======== Extract provided
Have you ever noticed that most companies don’t spend a lot of time telling you “how things get done around here?”

Shockingly, very little information is available explicitly.

  • Our management guru of choice: Is it Steve Jobs, Jack Welch, Tom Peters, Peter Drucker, who? What books do we read, what discipline do we follow?
  • The history, mission and current challenges facing the organization: When did it get started? What were the meaningful moments? Who do we revere here, what difference did they make? What do we need to do now, and why?
  • The little things: Words “we” use. When people go to lunch. How to address superiors (first name only or more formally), send emails (short or long, or maybe we talk in person and stay off the computer), and so on?
  • Of course, the “brass tacks”: What are our standard operating procedures? How do we define each job – your job? When we sit down together at the end of the year and talk about a bonus – will you have known all this time what you could have done to earn it?

You would think we’d spend almost all our time doing management stuff, performance stuff, coaching stuff and cultural stuff. And, of course, training stuff to get people up to speed.

For no matter how sophisticated your operation, only human beings can get the work done. Only people can make the decisions, pull the levers, and leverage the technologies.
So why do we leave them grasping for answers in the dark?

I think the answer is that the higher they go on the food chain, the less executives understand how very little most people in the organization know – because they are having conversations at the top, where most of the real action lives.

Living at the top, most executives not only don’t understand the downstream impact of ignorance – they actually do not see, and cannot understand, that it exists.

But they do see that employees are unmotivated, that they don’t care.
================
======== Listing
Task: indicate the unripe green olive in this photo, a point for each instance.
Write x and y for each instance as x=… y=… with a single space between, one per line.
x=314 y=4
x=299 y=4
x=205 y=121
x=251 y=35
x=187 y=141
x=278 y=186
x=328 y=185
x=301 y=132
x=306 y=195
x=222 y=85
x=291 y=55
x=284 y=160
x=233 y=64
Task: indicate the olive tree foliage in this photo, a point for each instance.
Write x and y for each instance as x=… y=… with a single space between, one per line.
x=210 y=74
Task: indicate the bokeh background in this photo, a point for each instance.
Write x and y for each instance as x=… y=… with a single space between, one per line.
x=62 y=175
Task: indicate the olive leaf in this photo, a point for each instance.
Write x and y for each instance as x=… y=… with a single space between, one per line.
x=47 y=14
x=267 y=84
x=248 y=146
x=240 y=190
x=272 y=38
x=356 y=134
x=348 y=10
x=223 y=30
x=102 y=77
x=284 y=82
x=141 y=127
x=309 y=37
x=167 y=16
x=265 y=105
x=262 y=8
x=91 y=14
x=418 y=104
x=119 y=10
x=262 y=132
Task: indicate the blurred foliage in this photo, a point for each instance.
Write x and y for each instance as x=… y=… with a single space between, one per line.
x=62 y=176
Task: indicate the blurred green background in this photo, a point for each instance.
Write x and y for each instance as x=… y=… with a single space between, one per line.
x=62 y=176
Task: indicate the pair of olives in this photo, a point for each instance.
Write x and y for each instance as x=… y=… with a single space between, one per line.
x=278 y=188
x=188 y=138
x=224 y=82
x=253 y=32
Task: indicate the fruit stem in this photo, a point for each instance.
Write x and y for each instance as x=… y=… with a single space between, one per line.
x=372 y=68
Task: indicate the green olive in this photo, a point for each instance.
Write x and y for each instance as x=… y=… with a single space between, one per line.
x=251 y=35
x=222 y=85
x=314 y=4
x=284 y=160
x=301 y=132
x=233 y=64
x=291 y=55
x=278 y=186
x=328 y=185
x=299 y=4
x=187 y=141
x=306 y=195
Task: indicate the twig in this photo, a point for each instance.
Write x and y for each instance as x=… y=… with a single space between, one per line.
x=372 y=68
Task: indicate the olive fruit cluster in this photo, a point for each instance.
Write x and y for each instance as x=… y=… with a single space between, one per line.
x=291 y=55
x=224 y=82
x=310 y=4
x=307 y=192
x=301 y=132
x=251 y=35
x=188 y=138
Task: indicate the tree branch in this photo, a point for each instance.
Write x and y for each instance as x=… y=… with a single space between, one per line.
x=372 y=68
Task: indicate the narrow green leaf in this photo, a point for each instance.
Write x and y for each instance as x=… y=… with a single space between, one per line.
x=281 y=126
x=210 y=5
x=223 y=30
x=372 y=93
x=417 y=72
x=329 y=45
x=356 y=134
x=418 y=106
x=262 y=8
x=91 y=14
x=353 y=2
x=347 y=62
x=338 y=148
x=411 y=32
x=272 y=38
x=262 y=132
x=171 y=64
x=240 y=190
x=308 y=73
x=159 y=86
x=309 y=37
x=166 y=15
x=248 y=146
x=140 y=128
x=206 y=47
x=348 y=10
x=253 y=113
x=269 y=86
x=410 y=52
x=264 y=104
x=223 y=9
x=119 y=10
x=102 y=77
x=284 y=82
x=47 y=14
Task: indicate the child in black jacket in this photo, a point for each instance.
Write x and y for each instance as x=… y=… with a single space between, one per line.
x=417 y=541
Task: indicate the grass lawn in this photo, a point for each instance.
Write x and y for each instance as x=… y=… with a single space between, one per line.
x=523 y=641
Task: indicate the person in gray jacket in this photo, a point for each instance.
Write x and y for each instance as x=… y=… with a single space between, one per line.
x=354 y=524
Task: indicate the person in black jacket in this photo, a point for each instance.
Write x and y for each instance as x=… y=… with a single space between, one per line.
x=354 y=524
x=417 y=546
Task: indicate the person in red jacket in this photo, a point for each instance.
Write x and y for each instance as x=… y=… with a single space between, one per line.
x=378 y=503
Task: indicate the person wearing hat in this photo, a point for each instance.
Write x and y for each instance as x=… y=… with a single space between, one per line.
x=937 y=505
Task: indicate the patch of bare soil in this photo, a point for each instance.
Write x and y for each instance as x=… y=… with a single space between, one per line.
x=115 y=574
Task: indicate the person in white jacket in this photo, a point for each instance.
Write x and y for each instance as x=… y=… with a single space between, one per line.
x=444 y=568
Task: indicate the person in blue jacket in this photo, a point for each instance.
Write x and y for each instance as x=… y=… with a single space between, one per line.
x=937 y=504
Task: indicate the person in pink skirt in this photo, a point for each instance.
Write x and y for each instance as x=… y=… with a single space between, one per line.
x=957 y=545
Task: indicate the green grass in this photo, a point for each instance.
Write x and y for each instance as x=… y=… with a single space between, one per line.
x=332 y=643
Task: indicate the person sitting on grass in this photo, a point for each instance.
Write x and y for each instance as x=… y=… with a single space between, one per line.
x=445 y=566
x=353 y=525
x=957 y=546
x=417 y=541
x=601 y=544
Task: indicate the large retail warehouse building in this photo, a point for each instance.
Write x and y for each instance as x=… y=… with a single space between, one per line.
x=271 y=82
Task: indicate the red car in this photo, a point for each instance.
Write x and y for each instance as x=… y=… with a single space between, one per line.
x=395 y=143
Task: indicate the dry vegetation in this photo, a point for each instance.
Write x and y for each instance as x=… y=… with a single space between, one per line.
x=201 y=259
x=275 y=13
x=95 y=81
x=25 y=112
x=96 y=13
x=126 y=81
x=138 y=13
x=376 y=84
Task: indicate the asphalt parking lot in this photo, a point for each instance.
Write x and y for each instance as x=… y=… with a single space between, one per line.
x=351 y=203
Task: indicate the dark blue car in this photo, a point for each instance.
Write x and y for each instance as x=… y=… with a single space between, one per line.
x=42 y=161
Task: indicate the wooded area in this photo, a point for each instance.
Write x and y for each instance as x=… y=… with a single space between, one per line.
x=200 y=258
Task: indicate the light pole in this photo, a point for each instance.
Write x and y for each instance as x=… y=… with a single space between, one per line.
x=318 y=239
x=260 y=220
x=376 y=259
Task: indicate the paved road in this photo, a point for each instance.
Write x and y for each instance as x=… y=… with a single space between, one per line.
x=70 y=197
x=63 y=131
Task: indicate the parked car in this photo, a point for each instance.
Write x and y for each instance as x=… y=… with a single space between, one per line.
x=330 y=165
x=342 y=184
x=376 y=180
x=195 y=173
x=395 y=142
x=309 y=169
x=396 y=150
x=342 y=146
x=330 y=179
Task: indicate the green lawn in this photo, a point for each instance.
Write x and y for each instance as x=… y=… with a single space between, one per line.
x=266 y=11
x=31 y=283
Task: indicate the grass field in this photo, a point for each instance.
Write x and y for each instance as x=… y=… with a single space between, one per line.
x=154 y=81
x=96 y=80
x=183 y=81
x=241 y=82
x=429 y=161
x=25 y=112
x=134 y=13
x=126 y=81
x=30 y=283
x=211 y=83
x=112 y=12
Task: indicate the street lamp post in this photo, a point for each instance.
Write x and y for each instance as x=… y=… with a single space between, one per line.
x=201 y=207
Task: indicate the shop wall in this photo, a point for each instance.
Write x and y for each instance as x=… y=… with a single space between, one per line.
================
● **Short task**: Continue the essay on how companies leave employees without an explanation of how things get done, picking up after the sentence "But they do see that employees are unmotivated, that they don't care."

● **Task output**:
Here’s a good way to fix that problem: Tell people what is going on, what you want from them, and how they can help.  In short:

“A company is people … employees want to know… am I being listened to or am I a cog in the wheel? People really need to feel wanted.” – Richard Branson, Founder, Virgin Enterprises

You don’t have to make a big deal out of “internal communication” programs or hire a huge specialized staff to speak in a foreign language to those you manage.

Just step back and let them do what they are supposed to do in the first place.

If you don’t, guess what is going to happen?

They will “divorce” you!

But before they leave, they’ll be disengaged, pushing email back and forth, getting into needless conflicts with other employees, and eventually marking time while they find another employer that loves and values them.

Of course, there are many intelligently run companies out there. They make sure, at all times, that staff members know their place on the team. That they’re up to speed, formally and informally.

Richard Branson again:

“Complexity is your enemy. Any fool can make something complicated. It is hard to keep things simple.” – Richard Branson, Founder, Virgin Enterprises

In fact, great companies go well beyond informing. Instead, their attitude is all about marketing, and they market from top to the bottom and all the way back up again because they know that the employees are really all they have in terms of assets. With every word, every assignment, every email and every chat they communicate:

“You were born to be a player. You were meant to be here. This moment is yours.”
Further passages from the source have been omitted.